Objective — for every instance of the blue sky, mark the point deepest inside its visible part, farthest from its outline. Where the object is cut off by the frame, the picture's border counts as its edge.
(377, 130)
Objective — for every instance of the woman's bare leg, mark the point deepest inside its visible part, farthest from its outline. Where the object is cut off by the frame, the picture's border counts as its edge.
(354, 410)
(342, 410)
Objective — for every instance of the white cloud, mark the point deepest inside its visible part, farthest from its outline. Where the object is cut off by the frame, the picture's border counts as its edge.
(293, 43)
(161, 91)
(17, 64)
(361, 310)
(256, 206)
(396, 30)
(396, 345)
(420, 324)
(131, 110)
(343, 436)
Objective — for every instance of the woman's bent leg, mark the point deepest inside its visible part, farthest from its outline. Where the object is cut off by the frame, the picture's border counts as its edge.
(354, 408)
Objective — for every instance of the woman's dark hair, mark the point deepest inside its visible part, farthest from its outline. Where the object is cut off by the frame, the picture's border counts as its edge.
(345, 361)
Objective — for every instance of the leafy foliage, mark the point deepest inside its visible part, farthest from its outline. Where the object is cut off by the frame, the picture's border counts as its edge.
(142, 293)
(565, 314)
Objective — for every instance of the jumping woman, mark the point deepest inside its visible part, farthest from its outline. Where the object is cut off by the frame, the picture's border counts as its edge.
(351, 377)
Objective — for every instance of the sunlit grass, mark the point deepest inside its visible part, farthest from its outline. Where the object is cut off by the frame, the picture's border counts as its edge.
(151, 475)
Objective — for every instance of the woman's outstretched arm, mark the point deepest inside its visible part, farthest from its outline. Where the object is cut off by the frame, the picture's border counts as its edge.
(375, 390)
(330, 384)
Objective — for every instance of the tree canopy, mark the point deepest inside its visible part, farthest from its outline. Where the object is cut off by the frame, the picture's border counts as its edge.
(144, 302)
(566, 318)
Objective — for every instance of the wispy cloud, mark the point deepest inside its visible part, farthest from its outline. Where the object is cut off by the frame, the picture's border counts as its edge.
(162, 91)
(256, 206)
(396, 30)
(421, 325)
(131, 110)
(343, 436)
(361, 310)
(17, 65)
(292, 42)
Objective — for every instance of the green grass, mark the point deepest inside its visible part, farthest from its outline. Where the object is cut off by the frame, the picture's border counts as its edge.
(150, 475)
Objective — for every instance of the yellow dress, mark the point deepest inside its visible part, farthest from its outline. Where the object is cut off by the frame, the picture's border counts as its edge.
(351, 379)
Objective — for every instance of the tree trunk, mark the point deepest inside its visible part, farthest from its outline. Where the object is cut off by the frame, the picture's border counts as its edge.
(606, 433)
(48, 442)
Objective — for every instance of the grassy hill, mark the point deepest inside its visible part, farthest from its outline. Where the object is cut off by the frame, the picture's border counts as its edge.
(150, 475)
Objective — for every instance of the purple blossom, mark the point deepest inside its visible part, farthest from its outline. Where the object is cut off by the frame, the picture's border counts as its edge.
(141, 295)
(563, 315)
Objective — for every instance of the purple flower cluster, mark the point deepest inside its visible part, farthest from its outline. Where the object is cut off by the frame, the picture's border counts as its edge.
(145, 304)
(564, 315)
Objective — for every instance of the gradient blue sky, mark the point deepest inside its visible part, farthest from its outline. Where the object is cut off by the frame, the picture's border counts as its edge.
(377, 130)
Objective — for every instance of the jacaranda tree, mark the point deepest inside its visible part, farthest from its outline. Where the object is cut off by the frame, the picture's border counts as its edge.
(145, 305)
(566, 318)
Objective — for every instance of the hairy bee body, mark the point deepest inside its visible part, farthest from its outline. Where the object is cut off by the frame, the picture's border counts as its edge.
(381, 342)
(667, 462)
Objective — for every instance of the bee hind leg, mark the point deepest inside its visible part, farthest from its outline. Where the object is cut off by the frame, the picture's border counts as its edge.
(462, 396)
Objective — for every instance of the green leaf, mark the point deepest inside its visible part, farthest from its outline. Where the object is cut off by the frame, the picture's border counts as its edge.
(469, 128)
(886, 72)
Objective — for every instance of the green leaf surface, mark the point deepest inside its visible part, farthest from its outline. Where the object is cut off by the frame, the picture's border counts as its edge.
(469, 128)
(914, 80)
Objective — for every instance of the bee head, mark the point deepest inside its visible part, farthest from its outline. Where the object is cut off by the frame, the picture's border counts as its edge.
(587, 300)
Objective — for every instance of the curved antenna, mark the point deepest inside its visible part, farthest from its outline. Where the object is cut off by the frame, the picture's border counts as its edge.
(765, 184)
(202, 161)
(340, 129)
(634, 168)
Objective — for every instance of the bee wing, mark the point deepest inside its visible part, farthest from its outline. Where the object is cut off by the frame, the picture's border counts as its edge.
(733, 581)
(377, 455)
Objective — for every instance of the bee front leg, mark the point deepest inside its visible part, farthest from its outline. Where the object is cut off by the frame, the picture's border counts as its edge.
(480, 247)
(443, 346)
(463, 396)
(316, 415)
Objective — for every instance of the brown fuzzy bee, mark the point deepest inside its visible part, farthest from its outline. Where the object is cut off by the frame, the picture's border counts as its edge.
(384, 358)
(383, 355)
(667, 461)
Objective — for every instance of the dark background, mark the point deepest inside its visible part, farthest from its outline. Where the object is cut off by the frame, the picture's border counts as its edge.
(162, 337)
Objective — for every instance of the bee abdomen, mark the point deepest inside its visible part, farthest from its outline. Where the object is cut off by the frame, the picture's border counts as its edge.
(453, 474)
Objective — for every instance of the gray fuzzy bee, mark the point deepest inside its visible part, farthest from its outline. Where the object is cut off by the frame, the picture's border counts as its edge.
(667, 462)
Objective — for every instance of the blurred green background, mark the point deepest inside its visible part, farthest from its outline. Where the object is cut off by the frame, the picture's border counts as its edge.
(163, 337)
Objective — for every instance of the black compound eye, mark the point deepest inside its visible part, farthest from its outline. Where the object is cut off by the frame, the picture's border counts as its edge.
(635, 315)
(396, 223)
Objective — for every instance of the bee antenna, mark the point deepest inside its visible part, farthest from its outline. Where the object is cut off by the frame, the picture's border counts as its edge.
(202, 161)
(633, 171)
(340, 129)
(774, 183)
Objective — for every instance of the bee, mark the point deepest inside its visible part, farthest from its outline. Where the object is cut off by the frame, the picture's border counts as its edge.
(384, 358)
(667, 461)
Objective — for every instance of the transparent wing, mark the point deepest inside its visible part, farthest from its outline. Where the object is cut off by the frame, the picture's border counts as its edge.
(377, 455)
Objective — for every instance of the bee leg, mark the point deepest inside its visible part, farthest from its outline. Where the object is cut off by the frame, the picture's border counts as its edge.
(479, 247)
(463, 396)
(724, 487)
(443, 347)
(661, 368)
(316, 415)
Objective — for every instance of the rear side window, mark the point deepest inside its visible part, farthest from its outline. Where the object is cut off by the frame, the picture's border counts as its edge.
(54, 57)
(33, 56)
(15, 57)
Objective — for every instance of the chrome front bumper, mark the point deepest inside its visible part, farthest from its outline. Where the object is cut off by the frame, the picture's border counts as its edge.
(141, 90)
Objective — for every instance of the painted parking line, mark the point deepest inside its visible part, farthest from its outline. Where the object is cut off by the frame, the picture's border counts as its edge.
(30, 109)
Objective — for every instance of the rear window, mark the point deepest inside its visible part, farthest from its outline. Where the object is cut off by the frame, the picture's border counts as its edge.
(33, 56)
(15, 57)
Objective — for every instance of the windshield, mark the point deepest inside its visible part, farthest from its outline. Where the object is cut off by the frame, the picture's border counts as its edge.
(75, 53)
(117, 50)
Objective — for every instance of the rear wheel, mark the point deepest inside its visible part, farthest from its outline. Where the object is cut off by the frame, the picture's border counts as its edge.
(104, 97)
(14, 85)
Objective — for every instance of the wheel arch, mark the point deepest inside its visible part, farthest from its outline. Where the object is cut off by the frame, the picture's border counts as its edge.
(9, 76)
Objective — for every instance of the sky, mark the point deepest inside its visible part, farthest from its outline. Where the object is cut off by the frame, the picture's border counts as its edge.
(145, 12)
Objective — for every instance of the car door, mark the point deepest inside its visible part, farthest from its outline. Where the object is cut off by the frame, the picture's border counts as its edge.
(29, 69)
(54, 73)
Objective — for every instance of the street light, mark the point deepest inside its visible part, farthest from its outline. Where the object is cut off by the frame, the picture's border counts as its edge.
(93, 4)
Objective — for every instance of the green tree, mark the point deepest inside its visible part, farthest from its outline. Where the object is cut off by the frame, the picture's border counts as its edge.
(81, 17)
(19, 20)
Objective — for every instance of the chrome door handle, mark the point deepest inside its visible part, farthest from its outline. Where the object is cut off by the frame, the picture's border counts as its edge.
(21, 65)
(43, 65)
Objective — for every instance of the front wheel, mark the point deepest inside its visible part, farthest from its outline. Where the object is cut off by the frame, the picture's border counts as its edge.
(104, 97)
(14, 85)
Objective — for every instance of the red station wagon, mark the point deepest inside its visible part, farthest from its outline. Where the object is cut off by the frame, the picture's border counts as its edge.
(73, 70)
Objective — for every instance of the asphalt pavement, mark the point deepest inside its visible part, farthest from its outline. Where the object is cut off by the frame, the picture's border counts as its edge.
+ + + +
DIRECTIVE |
Repeat exactly, and only, the lines of the records above, starting with the line that contains "Objective — for every instance of the chrome door" and ending with the final line, both included.

SOLUTION FOR THIS PROBLEM |
Objective — for every instance of the chrome door handle, mark the point deepest inside its visible part, farthest from its outline. Where the object is cut off by the frame, the picture's border counts as its edge.
(21, 65)
(43, 65)
Objective — for every instance of the front wheel, mark the point deepest inside its visible part, farthest from its outline. Where the object is cut off by the frame, the picture's border counts as its edge.
(104, 97)
(14, 85)
Objective — for every instance of the red station wagon, mark the point deepest inside its visible part, farthest from its outline. Where the object is cut off by the frame, the picture's border counts as its edge.
(73, 70)
Objective — for every instance of the asphalt pavement, mark the point deepest inside its visible part, farthest from its outline. Where the object is cut off by the frame, the picture's border counts as its edge.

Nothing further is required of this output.